_Task item_. Each record is to be repeated exactly as it stands below.

--- Data supplied ---

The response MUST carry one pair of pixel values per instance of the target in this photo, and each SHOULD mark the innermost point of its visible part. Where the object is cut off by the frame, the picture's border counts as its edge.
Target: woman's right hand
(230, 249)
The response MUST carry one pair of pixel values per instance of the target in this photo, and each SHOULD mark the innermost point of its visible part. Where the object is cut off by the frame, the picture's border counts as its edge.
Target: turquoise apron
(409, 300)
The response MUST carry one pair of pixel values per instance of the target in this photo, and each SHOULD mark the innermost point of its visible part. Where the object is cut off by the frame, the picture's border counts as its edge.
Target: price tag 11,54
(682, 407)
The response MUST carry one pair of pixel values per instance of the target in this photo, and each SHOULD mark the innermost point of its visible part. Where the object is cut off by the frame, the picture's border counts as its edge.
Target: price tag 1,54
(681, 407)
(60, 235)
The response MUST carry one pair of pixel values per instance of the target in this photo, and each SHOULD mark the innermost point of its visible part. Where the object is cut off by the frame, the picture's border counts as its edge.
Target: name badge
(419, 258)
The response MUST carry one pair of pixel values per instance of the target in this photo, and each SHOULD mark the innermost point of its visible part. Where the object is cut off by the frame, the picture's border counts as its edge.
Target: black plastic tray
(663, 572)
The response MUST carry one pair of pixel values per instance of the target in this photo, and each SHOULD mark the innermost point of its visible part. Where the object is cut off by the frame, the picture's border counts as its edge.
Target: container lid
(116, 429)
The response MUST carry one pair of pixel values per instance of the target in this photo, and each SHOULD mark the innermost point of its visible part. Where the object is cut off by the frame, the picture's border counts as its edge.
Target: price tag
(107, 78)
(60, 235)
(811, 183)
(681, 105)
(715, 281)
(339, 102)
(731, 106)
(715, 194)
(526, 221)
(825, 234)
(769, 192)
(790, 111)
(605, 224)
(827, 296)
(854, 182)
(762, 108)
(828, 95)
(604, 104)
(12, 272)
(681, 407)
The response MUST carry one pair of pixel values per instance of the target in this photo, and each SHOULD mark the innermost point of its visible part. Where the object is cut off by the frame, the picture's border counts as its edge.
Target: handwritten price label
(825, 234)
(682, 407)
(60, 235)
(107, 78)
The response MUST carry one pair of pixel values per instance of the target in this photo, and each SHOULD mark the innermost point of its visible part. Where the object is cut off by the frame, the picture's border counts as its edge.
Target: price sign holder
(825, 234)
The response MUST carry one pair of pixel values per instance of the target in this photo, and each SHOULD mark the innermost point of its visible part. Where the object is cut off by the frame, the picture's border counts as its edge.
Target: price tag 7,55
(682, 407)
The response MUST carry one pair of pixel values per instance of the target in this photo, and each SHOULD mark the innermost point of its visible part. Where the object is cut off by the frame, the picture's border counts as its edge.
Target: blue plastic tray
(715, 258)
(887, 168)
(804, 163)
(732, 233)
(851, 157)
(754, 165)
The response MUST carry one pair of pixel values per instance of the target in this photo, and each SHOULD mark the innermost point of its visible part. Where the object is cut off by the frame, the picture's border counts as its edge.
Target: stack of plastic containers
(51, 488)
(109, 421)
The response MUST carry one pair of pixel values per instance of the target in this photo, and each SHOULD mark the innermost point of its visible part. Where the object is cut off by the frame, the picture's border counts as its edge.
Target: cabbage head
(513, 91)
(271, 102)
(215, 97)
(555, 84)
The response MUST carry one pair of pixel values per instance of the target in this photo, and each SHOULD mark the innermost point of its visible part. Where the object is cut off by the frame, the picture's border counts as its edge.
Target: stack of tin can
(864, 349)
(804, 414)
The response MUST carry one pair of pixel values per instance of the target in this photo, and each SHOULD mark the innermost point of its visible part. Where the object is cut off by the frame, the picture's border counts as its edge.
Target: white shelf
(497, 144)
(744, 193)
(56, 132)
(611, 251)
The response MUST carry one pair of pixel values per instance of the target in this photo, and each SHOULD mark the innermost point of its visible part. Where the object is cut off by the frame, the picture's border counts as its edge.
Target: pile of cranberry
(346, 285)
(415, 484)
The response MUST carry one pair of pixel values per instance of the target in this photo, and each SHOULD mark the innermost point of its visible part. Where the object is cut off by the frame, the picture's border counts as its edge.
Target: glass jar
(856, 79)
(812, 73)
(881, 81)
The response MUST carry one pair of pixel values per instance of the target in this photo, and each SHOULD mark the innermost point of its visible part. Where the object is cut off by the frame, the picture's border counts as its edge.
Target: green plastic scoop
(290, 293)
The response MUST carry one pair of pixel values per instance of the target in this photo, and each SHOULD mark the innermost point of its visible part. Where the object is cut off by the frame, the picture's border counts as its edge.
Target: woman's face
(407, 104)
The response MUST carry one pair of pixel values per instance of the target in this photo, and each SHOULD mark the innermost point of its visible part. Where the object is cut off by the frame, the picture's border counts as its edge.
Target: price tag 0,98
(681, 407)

---

_Task solution_.
The response MUST carry one pair of pixel values per instance of the target in this photo, and each SHOULD mark the innermost point of its visible part. Where the object is cut off by the frame, the picture's border counts as its edge.
Target: woman's right hand
(230, 249)
The response MUST carry one pair of pixel values per instance of the target in this photo, and each SHOULD mark the innermost point of its visible part. Where the object is cut off by the frame, the picture's border counts as its edge.
Target: turquoise apron
(409, 300)
The response MUST carry one pair of pixel values per instance of the target in this photo, and each SHOULD mark the innermost point of its visible part. Where the object is cut off by the frame, the picture's border counts as its edge.
Target: price tag 11,54
(682, 407)
The response MUST carry one pair of pixel values per instance of the target in this photo, and each SHOULD mark the innermost point of its visible part. Where the object is cut off by the frame, the picture's border counts as its edge.
Target: price tag 1,54
(681, 407)
(60, 235)
The response MUST carry one pair of pixel values per instance of the target in this photo, and each SHOULD mark the innermost point of its visible part. Where the object is cut off by the frame, the picture's border counts as its edge.
Target: name badge
(419, 258)
The response MUST carry one pair of pixel values per instance of the target in this photo, and each SHOULD mark the innermost point of its visible part. Where the object is cut off by the frame, the picture's border counts as its edge.
Target: black plastic tray
(663, 572)
The response MUST carry one pair of pixel values per instance of the target in this photo, and each SHOULD mark the innermost point of its visible part. Where the object is cut off by the frame, the picture's border counts as its edge.
Target: container lid
(116, 429)
The response MUST carry one pair of pixel values per instance of the target in this photo, and each SHOULD mark the innermost point of its visible part. Where the object is cut off by the frame, the picture's border counts as its edge.
Target: price tag
(107, 78)
(60, 235)
(811, 183)
(681, 105)
(715, 281)
(339, 102)
(731, 106)
(715, 194)
(526, 221)
(825, 234)
(769, 192)
(790, 111)
(605, 224)
(827, 296)
(854, 182)
(762, 108)
(828, 95)
(604, 104)
(12, 272)
(681, 407)
The response MUST carry one pair of pixel values per instance of the target in this photo, and each SHOULD mark the innermost point of its visible part. Where the object is cut off by the frame, the picture's border counts as its edge.
Target: handwritten price label
(825, 234)
(682, 407)
(60, 235)
(107, 78)
The response MUST carry one pair of pixel values per instance of the target in this photo, and each SHOULD mark the innermost point of its visible part. Where the object is cut off by the frame, the picture's border counts as its edge.
Target: price sign holder
(825, 234)
The response MUST carry one pair of pixel values per instance of the target in this photo, and each SHOULD mark the innermost point of its visible part. Where the object is cut off by the frame, the picture's border counts as its edge.
Target: price tag 7,55
(682, 407)
The response MUST carry one pair of pixel values per instance of the target in this photo, and each SHOULD mark the innermost point of its visible part. Where the object is cut off by the frame, the picture's border counts as its edge.
Target: blue plastic tray
(715, 258)
(887, 168)
(804, 163)
(732, 233)
(851, 157)
(754, 165)
The response MUST carry one pair of pixel values per instance of the target in this photo, and each SHOULD mark the innermost point of its visible part. Where the object is cut off by the frame, the picture's border counts as its edge.
Target: stack of plastic containers
(51, 488)
(109, 421)
The response MUST carry one pair of pixel values per instance of the target in this photo, and each SHOULD mark the innermost point of its visible part. Where the object is cut off by the frame, the picture's border counts as its edge.
Target: cabbage head
(513, 91)
(271, 102)
(215, 97)
(555, 84)
The response MUST carry one pair of pixel values per instance of the target in this photo, and each SHOULD mark the innermost point of its visible part. Where the object is cut off by the frame, the picture's border counts as its edge.
Target: stack of tin can
(864, 349)
(804, 414)
The response MUST carry one pair of pixel values per instance of the target in this photo, and each SHOULD mark the innermost point of its visible part. Where the object is cut off by the frame, the picture's border counts as its edge.
Target: white shelf
(497, 144)
(744, 193)
(56, 132)
(611, 251)
The response MUST carry one pair of pixel values per instance of the target in this photo, and each SHOULD mark the innermost point of its visible part. Where the object is cut off by the frame, the picture's border counts as its edge.
Target: pile of cranberry
(346, 285)
(415, 484)
The response MUST carry one pair of pixel values per instance of the target in this photo, and each SHOULD mark the innermost point of its visible part. Where the object is cut off by the frame, the picture's border counts as its edge.
Target: glass jar
(856, 79)
(812, 73)
(881, 81)
The response MUST carry one pair of pixel values per instance of the target in this photo, and each SHOULD mark the innermost point of its visible part. Where the object is cut off by the frame, the picture's border counts as its edge.
Target: green plastic scoop
(290, 293)
The response MUST carry one pair of pixel values per instance of the target in this photo, and each SHOULD mark the innermost point of its visible part. Where the object is cut off by the frame, the picture's border counts as its edge.
Target: woman's face
(407, 104)
The response MUST carry one pair of pixel values per instance of the target in this photo, and each SHOULD mark the innermost point of its visible part. Where the object is cut off by the frame, the picture's border counts as its edge.
Target: price tag 0,98
(681, 407)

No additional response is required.